** Opening Data shown block **

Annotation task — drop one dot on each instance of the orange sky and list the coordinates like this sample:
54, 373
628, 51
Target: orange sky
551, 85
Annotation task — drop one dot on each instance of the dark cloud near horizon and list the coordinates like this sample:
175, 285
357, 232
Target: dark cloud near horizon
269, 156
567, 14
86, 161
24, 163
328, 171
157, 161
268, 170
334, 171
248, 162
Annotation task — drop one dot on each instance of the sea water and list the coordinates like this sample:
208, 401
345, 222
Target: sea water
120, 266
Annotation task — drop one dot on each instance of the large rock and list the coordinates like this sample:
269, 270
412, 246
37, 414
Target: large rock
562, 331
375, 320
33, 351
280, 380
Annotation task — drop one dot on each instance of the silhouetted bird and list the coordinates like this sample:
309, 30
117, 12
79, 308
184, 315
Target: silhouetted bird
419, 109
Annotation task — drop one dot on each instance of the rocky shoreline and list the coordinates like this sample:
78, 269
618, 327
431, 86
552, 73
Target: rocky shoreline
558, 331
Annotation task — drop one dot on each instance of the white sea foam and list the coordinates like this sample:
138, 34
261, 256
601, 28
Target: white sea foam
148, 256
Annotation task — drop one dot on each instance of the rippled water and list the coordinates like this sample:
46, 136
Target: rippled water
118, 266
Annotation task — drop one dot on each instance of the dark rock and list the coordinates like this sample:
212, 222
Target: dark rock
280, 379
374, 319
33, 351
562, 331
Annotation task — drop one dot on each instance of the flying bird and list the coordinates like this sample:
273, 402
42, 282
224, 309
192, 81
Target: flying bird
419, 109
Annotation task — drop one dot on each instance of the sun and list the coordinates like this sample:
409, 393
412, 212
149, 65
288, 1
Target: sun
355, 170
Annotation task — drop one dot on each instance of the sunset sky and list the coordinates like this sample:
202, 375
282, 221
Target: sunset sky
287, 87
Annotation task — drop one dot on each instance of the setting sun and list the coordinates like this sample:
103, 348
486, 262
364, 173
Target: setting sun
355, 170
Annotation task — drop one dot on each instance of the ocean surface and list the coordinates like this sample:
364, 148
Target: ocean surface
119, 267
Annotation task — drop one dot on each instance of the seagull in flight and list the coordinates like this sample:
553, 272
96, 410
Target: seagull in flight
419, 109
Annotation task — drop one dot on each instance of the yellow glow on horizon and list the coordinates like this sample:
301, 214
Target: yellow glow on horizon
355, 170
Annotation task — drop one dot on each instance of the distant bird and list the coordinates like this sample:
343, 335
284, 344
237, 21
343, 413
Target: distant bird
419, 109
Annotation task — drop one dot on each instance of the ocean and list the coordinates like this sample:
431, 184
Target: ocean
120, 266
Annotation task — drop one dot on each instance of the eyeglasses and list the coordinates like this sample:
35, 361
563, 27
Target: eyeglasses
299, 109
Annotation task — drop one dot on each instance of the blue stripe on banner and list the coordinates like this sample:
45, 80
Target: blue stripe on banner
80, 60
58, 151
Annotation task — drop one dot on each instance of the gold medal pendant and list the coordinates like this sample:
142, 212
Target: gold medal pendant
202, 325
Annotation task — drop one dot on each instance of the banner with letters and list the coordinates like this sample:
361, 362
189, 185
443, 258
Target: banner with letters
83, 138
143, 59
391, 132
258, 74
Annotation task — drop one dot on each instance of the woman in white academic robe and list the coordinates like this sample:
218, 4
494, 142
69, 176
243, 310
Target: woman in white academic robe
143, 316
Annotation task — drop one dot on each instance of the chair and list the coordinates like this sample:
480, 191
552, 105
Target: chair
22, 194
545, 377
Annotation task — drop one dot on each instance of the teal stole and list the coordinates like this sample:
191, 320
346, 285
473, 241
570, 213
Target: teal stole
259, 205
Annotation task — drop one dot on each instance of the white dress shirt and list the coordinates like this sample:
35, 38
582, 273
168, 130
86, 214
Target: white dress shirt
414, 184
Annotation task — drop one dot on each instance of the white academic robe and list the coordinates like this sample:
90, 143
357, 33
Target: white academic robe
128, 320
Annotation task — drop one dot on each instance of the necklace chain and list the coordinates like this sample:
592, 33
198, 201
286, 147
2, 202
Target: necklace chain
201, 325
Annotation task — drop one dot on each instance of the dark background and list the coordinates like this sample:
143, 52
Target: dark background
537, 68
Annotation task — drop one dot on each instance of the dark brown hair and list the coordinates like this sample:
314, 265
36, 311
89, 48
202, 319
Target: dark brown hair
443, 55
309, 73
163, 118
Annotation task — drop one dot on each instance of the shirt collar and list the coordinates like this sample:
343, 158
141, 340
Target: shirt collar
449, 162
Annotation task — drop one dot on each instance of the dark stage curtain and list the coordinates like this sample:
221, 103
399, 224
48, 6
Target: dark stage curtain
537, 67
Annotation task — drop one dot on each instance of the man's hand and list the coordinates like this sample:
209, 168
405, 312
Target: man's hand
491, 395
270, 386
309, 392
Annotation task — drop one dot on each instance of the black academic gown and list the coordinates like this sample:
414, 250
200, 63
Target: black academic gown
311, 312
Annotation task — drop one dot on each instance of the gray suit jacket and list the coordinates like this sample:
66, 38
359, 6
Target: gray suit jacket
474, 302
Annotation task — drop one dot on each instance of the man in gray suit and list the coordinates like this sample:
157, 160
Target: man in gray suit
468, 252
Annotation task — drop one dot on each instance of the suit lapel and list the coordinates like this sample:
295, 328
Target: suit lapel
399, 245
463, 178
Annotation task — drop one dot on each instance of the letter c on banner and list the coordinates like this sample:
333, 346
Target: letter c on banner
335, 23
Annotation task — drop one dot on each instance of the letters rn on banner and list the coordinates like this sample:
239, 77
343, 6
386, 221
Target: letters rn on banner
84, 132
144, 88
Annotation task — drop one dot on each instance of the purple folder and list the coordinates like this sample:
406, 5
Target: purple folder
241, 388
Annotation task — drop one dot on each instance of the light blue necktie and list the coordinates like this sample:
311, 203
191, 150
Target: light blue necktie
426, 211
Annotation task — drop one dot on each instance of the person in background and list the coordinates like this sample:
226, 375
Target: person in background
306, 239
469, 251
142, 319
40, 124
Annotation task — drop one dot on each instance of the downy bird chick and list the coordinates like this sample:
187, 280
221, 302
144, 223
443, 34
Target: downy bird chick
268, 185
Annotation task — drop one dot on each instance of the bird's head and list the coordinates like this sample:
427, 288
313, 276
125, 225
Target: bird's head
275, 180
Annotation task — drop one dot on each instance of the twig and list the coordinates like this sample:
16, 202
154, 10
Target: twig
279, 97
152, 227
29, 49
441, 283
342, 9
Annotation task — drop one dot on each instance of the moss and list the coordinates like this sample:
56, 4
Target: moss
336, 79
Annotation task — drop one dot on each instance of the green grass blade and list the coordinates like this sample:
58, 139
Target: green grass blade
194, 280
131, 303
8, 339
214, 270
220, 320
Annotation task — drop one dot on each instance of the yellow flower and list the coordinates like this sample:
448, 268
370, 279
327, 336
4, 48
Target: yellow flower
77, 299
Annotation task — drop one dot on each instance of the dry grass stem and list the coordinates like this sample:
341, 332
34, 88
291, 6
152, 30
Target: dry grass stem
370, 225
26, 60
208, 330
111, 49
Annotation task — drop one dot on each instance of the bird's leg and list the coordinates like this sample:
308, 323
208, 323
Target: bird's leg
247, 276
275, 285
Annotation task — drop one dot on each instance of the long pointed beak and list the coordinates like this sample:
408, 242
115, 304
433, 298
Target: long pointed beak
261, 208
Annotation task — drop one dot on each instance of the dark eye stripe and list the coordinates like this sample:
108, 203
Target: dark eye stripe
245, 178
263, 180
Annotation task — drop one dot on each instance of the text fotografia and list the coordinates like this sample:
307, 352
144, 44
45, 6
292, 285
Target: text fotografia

** Closing Data shown block **

*Assignment*: The records above are to be given again in full, exactly.

*Written response*:
Annotation task — drop one dot on each instance of the orange sky and list the coordinates like this sample:
54, 373
628, 51
Target: orange sky
551, 85
Annotation task — drop one dot on each instance of the dark cloud near horizon and list the coordinates like this sample:
175, 285
357, 232
Target: dark cloud near horizon
269, 156
567, 14
86, 161
24, 163
328, 171
157, 161
268, 170
334, 171
248, 162
Annotation task — drop one dot on each instance of the sea water and list the coordinates like this sample:
208, 401
345, 222
Target: sea water
120, 266
Annotation task — drop one dot on each instance of the large rock and list the coordinates like this sample:
269, 270
412, 246
37, 414
Target: large rock
562, 331
375, 320
33, 351
280, 380
Annotation task — drop one dot on each instance of the silhouetted bird and list the coordinates like this sample:
309, 30
117, 12
79, 308
184, 315
Target: silhouetted bird
419, 109
Annotation task — drop one dot on each instance of the rocky shoreline and list the coordinates like this sample:
78, 269
618, 327
431, 86
552, 73
Target: rocky shoreline
558, 331
Annotation task — drop one dot on each instance of the white sea foam and list the coordinates like this sample:
138, 34
261, 256
601, 28
Target: white sea foam
148, 256
Annotation task — drop one dot on each instance of the rippled water and list the coordinates like this sample:
46, 136
Target: rippled water
118, 266
Annotation task — drop one dot on each instance of the dark rock and list the coordinates like this sample:
212, 222
Target: dark rock
280, 379
374, 319
33, 351
562, 331
Annotation task — drop one dot on each instance of the flying bird and list the coordinates like this sample:
273, 402
42, 282
224, 309
192, 81
Target: flying bird
419, 109
Annotation task — drop one dot on each instance of the sun and list the coordinates like this sample:
409, 393
412, 212
149, 65
288, 1
Target: sun
355, 170
Annotation task — drop one dot on each instance of the sunset sky and list the coordinates like this sample:
202, 375
282, 221
Target: sunset sky
287, 87
Annotation task — drop one dot on each instance of the setting sun and list the coordinates like this sample:
103, 348
486, 262
364, 173
Target: setting sun
355, 170
Annotation task — drop one dot on each instance of the ocean surface and list the coordinates like this sample:
364, 148
Target: ocean surface
119, 267
Annotation task — drop one dot on each instance of the seagull in flight and list the coordinates like this sample:
553, 272
96, 410
Target: seagull in flight
419, 109
Annotation task — drop one dot on each instance of the yellow glow on horizon and list the coordinates like this sample:
301, 214
Target: yellow glow on horizon
355, 170
Annotation task — drop one dot on each instance of the distant bird and list the coordinates like this sample:
343, 335
284, 344
237, 21
343, 413
Target: distant bird
419, 109
Annotation task — drop one dot on each instance of the ocean and list the coordinates like this sample:
431, 184
Target: ocean
120, 266
Annotation task — drop one dot on each instance of the eyeglasses and list the coordinates like this sample:
35, 361
563, 27
Target: eyeglasses
299, 109
Annotation task — drop one dot on each instance of the blue stripe on banner and list the coordinates like this sample:
45, 80
Target: blue stripe on banner
80, 60
58, 151
Annotation task — drop one dot on each instance of the gold medal pendant and list the coordinates like this sample:
142, 212
Target: gold medal pendant
202, 325
Annotation task — drop one dot on each instance of the banner with letters and list the coordinates like this sample:
361, 362
189, 185
443, 258
Target: banner with letters
83, 138
143, 59
391, 132
258, 74
Annotation task — drop one dot on each instance of the woman in white academic robe and list the coordinates like this sample:
218, 4
494, 142
69, 176
243, 310
Target: woman in white academic robe
143, 316
Annotation task — drop one dot on each instance of the chair and list the coordinates like this sample:
480, 191
552, 105
Target: chair
22, 194
545, 377
Annotation task — drop one dot on each instance of the teal stole and list the coordinates like this sample:
191, 320
346, 285
473, 241
570, 213
Target: teal stole
259, 205
Annotation task — drop one dot on each instance of the white dress shirt and list the coordinates like this sample:
35, 38
582, 273
168, 130
86, 214
Target: white dress shirt
414, 184
Annotation task — drop one dot on each instance of the white academic robe and list the coordinates like this sample:
90, 143
357, 33
Target: white academic robe
128, 320
Annotation task — drop one dot on each instance of the necklace chain and list the coordinates like this sample:
592, 33
198, 201
286, 147
2, 202
Target: necklace chain
201, 325
Annotation task — drop one dot on each instance of the dark background and list the coordinates like this sample:
143, 52
Target: dark background
537, 68
Annotation task — drop one dot on each instance of the dark brown hair and list the coordinates like this sample:
314, 265
36, 311
89, 48
202, 319
Target: dark brown hair
443, 55
309, 73
163, 118
Annotation task — drop one dot on each instance of the shirt collar and list the coordinates like this sample:
343, 158
141, 340
Target: shirt collar
449, 162
Annotation task — drop one dot on each instance of the dark stage curtain and list the coordinates like this sample:
221, 103
399, 224
48, 6
Target: dark stage curtain
537, 67
Annotation task — drop one dot on each instance of the man's hand and list the coordinates like this sample:
209, 168
405, 312
Target: man's hand
491, 395
270, 386
309, 392
Annotation task — drop one dot on each instance of the black academic gown and list the coordinates like this sample:
414, 250
200, 63
Target: black academic gown
311, 312
Annotation task — drop one dot on each instance of the gray suit jacket and list the coordinates like this sample:
66, 38
359, 6
Target: gray suit jacket
474, 302
Annotation task — drop one dot on each instance of the man in gray suit and list the coordinates like this sample:
157, 160
Target: man in gray suit
468, 252
Annotation task — drop one dot on each instance of the suit lapel and list the coordinates like this sample:
295, 328
Target: suit lapel
399, 245
463, 178
Annotation task — drop one dot on each instance of the letter c on banner and list the coordinates like this sample:
333, 346
Target: letter c on banner
335, 23
Annotation task — drop one dot on each instance of the letters rn on banner and list the coordinates like this sample:
239, 77
343, 6
386, 221
Target: letters rn on banner
84, 132
144, 88
Annotation task — drop one dot on each instance of the purple folder and list the coordinates like this sample:
406, 5
Target: purple folder
241, 388
Annotation task — drop one dot on each instance of the light blue necktie and list the coordinates like this sample:
311, 203
191, 150
Target: light blue necktie
426, 211
Annotation task — drop one dot on each instance of the person in background and list the coordinates like this sample:
226, 375
Target: person in background
306, 239
469, 251
142, 319
40, 124
Annotation task — drop one dot on each instance of the downy bird chick and list the coordinates like this sample:
187, 280
221, 302
144, 223
443, 34
Target: downy bird chick
268, 185
Annotation task — drop one dot on each instance of the bird's head and list the coordinates like this sample:
427, 288
313, 276
125, 225
Target: bird's head
275, 180
Annotation task — drop one dot on each instance of the twig and list the coordinates like this sample:
16, 202
154, 10
Target: twig
279, 97
152, 227
29, 49
441, 283
342, 9
Annotation task — drop one dot on each instance of the moss and list the coordinates like this sample:
56, 4
Target: moss
336, 79
Annotation task — drop one dot on each instance of the green grass blade and list the coordinates like this sample:
58, 139
Target: green grass blade
194, 280
131, 303
8, 339
214, 270
220, 320
Annotation task — drop one dot on each instance of the yellow flower and list the coordinates like this sample:
448, 268
370, 279
327, 336
4, 48
Target: yellow flower
77, 299
Annotation task — drop one dot on each instance of the dry grass stem and list the coordinates like this sample:
341, 332
34, 88
291, 6
152, 30
Target: dry grass stem
370, 225
26, 60
208, 330
111, 49
Annotation task — drop one dot on each instance of the bird's leg and list the coordinates like this sample:
308, 323
208, 323
Target: bird's leg
247, 276
275, 285
Annotation task — drop one dot on each instance of the long pointed beak and list the coordinates like this sample:
408, 242
115, 304
433, 298
Target: long pointed beak
261, 208
Annotation task — drop one dot on each instance of the dark eye stripe and list the coordinates like this sample:
108, 203
Target: dark eye stripe
245, 178
263, 180
Annotation task — drop one dot on each instance of the text fotografia and list the coordinates like this sample:
307, 352
144, 44
45, 6
292, 285
Target: text fotografia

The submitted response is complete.